◆ **Given passage**

Umm Muhammed Umar
The French ambassador to Australia, Jean-Pierre Thebault, said that Australia having leaked French President Emmanuel Macron’s text messages to the media was a “new low”. Thebault warned other world leaders that their private communications with the Australian government could be ‘weaponized’ and used against them.
Author, academic, and research specialist, Sanusha Naidoo, said in an interview with Radio Islam, that following the whole submarine debacle after Australia decided to cancel a submarine contract with the French, and go for a nuclear deal on submarines with the UK and the US, the French feel that they’ve been betrayed. Naidu says they feel that it was an abrupt cancellation, without any discussion around it. Diplomatic ties between Canberra and Paris have begun to get into unprecedented waters, and, according to Naidu, it’s weakening the bilateral relationship between the two sides. Macron sent a text to the Prime Minister of Australia implying that he had lied about the deal. Naidu said, “He was basically challenging Morrison’s credibility, he was challenging Morrison’s legitimacy as a leader, and of course challenging the fact that Morrison may have been the kind of instigator, of, basically accusing him of lying around this whole process, and not necessarily being upfront with Paris around what Australia was doing.” There’s a perception that the leak may have come from the office of the Prime Minister. Naidu, however, says that that was speculative. Nevertheless, it indicated just how aggrieved France was about the submarine deal because it was a deal that was almost guaranteed as bilateral. An implication of this is that Europe was also turning very lukewarm toward Australia. There’s this question about whether trade could continue with the EU. Naidu said, “Twice now, it seems the trade deal with the EU has been put on hold. There’s a bit of a pullback by the EU.” She said that this was becoming quite an important discussion point for France and Australia in the Asia Pacific. Australia’s action had implications for the region as a whole, and was known to have been intended to counter China in the region. Naidu said, “this is really the new low in the engagement”.

◆ **Dataset records**

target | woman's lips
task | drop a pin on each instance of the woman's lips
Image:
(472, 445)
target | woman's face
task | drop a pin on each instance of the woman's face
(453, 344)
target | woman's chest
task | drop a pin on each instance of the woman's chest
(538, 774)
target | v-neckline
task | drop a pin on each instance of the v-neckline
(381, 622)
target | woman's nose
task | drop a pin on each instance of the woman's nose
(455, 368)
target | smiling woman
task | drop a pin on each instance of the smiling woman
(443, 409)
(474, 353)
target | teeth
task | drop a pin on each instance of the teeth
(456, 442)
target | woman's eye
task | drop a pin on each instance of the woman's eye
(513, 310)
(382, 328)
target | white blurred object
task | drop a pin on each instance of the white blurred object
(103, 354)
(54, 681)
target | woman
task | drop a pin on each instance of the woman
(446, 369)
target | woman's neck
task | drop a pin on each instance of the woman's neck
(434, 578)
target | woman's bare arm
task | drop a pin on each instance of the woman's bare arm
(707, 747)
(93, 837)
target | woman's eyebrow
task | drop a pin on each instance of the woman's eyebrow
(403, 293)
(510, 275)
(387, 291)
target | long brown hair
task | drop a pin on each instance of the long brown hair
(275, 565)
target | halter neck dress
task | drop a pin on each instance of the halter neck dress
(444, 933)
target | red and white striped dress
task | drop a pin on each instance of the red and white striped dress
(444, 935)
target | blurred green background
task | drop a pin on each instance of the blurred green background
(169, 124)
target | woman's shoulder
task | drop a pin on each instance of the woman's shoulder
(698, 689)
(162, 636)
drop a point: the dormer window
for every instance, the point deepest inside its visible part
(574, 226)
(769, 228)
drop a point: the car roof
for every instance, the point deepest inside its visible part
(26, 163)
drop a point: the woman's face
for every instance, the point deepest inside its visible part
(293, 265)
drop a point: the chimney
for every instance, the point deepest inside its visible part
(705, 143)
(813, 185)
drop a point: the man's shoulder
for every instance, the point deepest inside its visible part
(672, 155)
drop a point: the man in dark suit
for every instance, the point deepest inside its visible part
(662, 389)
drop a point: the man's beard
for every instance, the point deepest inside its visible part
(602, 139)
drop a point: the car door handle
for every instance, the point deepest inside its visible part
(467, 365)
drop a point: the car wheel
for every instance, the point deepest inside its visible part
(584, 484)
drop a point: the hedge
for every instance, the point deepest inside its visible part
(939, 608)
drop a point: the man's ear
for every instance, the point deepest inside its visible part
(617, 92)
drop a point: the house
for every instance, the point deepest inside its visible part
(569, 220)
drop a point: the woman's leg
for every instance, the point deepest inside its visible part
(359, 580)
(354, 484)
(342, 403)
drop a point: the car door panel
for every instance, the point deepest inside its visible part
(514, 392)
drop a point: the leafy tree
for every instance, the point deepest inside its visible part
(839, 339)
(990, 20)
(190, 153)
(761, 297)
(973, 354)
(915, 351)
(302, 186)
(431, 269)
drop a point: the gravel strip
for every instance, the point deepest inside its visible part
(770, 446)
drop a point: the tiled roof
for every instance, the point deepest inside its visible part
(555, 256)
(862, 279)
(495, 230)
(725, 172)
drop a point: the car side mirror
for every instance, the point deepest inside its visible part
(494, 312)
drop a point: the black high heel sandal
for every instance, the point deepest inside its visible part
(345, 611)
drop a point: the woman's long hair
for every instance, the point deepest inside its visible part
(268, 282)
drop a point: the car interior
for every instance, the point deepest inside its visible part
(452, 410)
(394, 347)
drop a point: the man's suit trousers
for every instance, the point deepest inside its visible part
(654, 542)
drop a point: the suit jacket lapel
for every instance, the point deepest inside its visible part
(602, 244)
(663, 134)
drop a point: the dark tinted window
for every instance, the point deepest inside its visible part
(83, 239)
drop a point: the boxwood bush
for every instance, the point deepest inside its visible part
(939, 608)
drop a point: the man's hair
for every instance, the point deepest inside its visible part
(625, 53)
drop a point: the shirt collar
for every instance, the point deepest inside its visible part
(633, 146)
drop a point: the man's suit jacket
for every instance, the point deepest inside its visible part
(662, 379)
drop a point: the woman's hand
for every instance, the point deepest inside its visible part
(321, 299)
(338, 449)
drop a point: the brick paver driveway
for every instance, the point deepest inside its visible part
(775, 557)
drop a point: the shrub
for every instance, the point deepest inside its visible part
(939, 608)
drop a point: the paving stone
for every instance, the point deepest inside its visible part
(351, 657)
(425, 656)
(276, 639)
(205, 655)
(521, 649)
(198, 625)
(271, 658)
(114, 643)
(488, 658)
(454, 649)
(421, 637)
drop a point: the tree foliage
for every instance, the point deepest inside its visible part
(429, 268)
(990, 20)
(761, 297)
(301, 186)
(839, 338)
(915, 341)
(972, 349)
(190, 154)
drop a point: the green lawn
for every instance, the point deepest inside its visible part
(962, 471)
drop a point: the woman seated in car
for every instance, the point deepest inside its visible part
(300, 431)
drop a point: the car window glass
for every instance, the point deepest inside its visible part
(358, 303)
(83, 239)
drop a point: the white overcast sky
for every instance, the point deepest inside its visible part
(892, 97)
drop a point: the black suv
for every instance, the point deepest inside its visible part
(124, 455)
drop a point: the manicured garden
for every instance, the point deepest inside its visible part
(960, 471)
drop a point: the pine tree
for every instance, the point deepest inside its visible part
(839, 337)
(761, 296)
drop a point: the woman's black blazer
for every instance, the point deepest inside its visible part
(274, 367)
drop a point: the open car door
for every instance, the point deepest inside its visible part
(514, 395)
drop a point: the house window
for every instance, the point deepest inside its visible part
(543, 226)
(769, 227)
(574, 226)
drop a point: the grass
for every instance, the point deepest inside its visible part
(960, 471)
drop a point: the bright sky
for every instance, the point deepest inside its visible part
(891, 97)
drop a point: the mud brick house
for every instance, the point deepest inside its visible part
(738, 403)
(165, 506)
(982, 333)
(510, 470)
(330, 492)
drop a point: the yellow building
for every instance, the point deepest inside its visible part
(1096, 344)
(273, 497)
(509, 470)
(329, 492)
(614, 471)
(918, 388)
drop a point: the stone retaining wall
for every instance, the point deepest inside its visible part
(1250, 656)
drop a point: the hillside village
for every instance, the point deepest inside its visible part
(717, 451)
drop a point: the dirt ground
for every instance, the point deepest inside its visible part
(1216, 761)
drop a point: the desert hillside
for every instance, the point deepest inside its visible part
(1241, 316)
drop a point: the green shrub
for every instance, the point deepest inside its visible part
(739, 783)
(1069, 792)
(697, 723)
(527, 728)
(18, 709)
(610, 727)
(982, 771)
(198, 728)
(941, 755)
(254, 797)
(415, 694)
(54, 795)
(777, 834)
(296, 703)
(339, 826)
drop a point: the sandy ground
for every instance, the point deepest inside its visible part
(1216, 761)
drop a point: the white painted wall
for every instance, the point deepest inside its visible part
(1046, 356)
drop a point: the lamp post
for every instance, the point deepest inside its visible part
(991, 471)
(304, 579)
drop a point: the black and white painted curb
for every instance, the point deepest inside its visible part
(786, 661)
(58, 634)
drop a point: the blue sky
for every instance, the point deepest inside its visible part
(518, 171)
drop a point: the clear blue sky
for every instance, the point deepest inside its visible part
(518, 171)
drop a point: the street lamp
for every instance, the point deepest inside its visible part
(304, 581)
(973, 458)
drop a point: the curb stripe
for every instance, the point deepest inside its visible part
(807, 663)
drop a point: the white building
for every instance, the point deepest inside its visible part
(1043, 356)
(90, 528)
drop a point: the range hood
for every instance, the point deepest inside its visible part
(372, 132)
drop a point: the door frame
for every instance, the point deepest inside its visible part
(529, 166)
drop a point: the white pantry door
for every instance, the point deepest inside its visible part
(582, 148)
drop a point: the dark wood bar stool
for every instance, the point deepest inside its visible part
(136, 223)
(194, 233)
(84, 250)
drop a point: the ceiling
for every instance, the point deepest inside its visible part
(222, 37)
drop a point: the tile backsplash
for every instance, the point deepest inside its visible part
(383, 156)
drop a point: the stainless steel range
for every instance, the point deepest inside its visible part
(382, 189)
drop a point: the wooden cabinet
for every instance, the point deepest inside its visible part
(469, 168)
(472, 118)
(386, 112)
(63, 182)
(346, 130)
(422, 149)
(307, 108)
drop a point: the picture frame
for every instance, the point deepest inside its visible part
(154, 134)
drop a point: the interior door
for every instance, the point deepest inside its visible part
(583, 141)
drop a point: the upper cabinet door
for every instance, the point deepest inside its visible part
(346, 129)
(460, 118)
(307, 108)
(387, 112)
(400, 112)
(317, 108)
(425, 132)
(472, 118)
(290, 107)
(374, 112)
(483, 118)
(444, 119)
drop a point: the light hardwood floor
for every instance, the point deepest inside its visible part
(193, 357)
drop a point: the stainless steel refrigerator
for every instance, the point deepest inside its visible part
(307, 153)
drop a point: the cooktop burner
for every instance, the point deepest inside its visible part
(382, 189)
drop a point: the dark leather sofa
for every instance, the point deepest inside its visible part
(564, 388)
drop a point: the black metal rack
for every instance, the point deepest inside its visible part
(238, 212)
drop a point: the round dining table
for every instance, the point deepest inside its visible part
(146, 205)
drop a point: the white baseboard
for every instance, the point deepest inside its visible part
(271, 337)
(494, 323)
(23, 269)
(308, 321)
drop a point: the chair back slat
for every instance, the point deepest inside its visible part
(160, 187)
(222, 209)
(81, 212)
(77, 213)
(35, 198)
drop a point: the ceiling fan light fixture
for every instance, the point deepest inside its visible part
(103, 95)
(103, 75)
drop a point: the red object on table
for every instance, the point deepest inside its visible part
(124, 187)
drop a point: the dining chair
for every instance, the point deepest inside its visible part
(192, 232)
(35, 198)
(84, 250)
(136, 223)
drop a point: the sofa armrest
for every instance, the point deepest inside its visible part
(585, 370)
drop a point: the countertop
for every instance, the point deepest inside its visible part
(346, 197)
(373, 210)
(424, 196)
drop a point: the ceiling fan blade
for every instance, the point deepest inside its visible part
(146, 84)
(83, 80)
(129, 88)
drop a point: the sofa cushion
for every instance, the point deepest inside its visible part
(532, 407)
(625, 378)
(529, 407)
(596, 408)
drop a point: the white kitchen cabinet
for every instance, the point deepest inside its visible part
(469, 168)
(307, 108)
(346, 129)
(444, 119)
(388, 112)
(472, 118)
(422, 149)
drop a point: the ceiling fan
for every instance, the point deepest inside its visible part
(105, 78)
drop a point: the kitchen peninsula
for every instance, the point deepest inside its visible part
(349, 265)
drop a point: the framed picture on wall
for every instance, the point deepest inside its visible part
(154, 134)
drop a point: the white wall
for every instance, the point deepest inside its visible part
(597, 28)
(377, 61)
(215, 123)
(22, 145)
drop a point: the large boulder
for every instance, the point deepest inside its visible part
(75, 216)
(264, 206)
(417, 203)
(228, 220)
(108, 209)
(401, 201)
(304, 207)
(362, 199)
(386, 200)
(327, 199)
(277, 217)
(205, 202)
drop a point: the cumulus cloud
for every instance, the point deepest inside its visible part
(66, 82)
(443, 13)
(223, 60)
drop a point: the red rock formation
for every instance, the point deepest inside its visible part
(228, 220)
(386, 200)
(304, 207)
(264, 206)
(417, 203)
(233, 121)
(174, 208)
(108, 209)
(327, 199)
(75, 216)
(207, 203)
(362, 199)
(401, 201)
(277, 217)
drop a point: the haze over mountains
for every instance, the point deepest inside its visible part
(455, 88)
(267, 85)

◆ **What you need to do**
1. List every country that the article on the Australia–France submarine dispute names.
2. Quote the submarine dispute article, starting with "Umm Muhammed Umar" and going on through "used against them.".
3. Render this sentence from the submarine dispute article in Spanish: "There’s a perception that the leak may have come from the office of the Prime Minister."

◆ **Answer section**
1. Australia, France, the UK, the US, China

2.
Umm Muhammed Umar
The French ambassador to Australia, Jean-Pierre Thebault, said that Australia having leaked French President Emmanuel Macron’s text messages to the media was a “new low”. Thebault warned other world leaders that their private communications with the Australian government could be ‘weaponized’ and used against them.

3. Existe la percepción de que la filtración pudo haber salido de la oficina del primer ministro.